2001年 冬天
まだ先だと思っていた12月は、すぐにやって来た。
留学以来、二度目の上海。
上海大学でお世話になった江先生に頼んで、
大学の来賓楼に安い料金で宿泊させてもらった。
そして到着翌日、初めて“上海新天地”を訪れた。
ARK・・ARK・・ARK・・、あった。ここか!
入り口がイマイチわかりづらいけど、とにかく入ってみた。
わぁぁ・・、広い。おしゃれ!
それが第一印象。
かつてあった日清パワーステーショくらい・・いや
もっとゆったりしてるなぁ。
ステージを所狭しと動くバンドに、自分の影を重ねてみた。
無限の可能性・・そんな言葉が浮かぶ。
何も考えず、その日の出演バンドをたんまりと楽しんだ。
◆
K氏に挨拶をした後,MARIさんという日本人の女性を紹介して頂いた。
本当に“可愛らしい”という言葉がピッタリなチャーミングな女性だが、
日頃、上海にいないK氏に代わって、ARKの全てを監督している才女である。
日本から来た、何モノか分からぬ坂上輩に、心から丁寧に接してくれた。
◆
「今の上海を見に来た」という名目ではあるが、
私の心はとうに決まっていた。
空いた時間に、持ってきたノートPCで、住居探しを始めた。
「今、上海にいるので、物件すぐにでも見たいのですが・・。」と送信。
日本人だと分かると、とんでもない家賃をフッかけてくるところもある。
何件も何件も、アクセスし、電話してみた。
◆
・・・・12月8日、レンタルの携帯電話がいきなり鳴った。
出てみると、大阪にいる母である。

━━━━━━━━━━

課題
上の本文で、筆者が安い料金で宿泊した場所はどこか、答えてください。

━━━━━━━━━━

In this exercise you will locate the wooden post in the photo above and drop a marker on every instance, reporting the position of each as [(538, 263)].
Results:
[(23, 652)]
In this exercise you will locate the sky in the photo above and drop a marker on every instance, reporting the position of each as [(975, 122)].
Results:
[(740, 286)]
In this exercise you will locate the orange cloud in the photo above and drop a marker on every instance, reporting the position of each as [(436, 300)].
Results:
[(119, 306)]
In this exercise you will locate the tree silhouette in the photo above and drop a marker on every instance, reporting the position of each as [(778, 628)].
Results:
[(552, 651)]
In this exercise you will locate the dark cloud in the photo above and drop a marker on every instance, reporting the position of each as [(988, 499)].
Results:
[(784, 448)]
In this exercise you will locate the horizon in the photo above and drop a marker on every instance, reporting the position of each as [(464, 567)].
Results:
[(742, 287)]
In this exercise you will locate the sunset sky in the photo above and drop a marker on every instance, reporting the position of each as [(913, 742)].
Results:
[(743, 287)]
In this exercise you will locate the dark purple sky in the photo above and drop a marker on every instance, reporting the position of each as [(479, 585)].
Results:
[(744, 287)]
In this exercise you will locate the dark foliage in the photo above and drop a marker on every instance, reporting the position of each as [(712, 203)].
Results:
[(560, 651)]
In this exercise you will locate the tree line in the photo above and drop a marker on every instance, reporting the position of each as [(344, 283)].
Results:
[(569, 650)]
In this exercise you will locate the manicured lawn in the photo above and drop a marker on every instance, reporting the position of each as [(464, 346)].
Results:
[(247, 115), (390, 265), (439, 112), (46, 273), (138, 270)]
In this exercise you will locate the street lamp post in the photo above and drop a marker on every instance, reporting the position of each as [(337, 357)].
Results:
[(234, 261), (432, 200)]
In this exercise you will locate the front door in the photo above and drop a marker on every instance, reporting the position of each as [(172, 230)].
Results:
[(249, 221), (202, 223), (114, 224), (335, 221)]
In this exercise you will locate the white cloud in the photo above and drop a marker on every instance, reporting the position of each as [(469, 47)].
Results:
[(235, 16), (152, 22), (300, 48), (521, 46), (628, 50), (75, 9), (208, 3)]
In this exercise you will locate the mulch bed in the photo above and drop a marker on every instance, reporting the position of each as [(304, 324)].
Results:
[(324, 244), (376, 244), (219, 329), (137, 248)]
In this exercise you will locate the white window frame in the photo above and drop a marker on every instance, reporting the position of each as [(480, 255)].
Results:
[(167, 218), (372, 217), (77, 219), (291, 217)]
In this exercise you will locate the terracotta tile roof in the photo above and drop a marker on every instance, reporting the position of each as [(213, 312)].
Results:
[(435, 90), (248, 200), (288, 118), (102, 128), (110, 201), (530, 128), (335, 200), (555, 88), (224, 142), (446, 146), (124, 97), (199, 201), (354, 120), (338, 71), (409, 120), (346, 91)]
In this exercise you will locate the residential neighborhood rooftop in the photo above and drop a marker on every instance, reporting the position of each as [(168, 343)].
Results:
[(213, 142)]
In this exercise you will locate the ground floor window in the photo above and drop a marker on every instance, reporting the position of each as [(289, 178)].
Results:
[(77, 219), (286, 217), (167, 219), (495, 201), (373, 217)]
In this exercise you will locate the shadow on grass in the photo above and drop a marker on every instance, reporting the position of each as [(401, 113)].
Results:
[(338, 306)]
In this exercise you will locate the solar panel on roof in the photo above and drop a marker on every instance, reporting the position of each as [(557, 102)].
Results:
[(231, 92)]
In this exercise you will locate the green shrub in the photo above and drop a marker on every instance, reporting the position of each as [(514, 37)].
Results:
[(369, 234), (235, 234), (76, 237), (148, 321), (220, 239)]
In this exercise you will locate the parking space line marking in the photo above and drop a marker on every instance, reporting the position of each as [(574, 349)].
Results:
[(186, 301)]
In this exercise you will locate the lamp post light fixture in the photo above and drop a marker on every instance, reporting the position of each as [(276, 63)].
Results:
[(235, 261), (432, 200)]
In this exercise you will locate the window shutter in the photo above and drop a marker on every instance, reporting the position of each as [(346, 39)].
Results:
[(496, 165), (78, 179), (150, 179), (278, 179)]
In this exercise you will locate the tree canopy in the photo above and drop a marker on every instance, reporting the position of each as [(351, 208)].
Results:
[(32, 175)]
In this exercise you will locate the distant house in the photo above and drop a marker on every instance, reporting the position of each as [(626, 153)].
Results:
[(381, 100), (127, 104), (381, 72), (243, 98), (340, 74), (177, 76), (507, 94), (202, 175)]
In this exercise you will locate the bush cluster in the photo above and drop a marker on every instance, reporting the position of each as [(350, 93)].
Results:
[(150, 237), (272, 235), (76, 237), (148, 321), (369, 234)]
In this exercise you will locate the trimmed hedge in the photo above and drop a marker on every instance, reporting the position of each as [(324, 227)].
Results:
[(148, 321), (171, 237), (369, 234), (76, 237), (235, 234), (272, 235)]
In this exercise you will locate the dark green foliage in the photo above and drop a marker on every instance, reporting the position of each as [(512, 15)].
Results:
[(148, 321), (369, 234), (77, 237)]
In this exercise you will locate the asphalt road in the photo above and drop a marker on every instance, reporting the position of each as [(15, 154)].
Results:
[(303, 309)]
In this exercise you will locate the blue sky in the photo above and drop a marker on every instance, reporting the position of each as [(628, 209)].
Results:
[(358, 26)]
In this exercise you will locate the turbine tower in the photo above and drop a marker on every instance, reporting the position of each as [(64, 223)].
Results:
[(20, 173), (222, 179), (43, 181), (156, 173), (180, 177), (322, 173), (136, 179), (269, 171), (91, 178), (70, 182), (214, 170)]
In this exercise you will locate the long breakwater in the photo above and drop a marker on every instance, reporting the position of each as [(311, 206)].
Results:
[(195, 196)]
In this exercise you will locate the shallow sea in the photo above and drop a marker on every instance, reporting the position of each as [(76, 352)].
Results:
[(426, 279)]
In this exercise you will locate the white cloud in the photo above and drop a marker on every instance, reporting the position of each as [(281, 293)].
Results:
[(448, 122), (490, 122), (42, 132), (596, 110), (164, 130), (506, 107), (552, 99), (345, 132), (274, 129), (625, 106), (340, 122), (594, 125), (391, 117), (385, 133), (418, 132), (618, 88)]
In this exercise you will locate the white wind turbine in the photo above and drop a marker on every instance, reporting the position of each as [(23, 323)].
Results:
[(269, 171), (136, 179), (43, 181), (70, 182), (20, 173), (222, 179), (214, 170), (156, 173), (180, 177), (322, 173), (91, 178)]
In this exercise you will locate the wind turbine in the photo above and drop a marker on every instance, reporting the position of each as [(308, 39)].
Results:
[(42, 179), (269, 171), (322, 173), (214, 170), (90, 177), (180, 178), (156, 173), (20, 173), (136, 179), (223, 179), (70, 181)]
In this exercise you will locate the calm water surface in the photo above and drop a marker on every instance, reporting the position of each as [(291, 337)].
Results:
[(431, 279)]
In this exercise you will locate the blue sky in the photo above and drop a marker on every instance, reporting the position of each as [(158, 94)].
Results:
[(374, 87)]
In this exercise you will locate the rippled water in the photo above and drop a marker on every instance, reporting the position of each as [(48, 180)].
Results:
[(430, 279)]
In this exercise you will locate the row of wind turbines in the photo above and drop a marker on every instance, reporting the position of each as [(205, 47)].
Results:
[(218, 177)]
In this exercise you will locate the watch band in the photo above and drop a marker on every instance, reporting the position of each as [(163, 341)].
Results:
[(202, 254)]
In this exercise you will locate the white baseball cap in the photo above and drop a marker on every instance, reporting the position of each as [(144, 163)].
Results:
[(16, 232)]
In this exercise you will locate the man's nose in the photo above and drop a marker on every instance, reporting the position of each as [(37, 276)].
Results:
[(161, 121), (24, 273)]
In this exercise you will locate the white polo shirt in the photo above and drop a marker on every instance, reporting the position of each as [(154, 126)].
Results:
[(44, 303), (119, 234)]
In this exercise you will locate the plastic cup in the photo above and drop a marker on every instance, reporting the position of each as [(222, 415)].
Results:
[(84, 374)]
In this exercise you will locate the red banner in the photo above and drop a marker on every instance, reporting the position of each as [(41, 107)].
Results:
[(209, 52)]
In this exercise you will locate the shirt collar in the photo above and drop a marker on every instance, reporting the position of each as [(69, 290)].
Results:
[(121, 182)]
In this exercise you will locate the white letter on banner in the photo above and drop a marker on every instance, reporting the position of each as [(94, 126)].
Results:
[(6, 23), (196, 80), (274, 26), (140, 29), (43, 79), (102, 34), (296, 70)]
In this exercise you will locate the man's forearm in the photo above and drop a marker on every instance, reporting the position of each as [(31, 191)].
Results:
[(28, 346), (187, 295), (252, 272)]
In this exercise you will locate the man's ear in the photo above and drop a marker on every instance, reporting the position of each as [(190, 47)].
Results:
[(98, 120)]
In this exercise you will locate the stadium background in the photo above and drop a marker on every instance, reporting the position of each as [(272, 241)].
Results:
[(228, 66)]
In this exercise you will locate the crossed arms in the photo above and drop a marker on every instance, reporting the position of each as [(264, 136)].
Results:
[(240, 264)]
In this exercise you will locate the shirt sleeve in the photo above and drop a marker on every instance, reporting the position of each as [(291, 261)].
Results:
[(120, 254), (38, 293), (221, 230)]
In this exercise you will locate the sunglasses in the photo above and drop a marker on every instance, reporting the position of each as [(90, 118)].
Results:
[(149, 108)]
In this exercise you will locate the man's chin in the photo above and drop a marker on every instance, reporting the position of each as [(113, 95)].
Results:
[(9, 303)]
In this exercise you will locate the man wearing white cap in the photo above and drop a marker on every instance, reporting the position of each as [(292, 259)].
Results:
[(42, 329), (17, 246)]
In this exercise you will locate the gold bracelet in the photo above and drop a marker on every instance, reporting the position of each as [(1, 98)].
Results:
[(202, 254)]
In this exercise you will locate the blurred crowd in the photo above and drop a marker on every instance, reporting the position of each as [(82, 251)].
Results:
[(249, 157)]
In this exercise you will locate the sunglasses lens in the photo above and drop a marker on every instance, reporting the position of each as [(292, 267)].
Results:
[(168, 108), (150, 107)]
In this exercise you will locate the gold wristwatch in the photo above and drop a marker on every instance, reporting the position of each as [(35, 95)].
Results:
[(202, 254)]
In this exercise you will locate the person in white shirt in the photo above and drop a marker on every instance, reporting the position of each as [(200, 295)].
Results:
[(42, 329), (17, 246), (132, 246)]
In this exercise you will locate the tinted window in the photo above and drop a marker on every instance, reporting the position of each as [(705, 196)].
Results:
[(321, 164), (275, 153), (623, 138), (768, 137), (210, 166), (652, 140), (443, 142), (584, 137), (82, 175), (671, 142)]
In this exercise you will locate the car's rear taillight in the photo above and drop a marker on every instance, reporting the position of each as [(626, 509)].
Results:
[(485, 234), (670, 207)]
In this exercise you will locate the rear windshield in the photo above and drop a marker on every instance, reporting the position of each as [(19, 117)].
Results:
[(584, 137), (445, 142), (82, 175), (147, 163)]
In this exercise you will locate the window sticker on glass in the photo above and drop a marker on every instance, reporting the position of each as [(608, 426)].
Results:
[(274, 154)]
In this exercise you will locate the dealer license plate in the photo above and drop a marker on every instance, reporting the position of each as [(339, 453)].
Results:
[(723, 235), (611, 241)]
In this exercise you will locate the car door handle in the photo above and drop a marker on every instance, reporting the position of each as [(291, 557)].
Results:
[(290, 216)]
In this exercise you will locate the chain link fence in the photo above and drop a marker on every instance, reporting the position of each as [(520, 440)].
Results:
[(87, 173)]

━━━━━━━━━━

解答例
上海大学の来賓楼。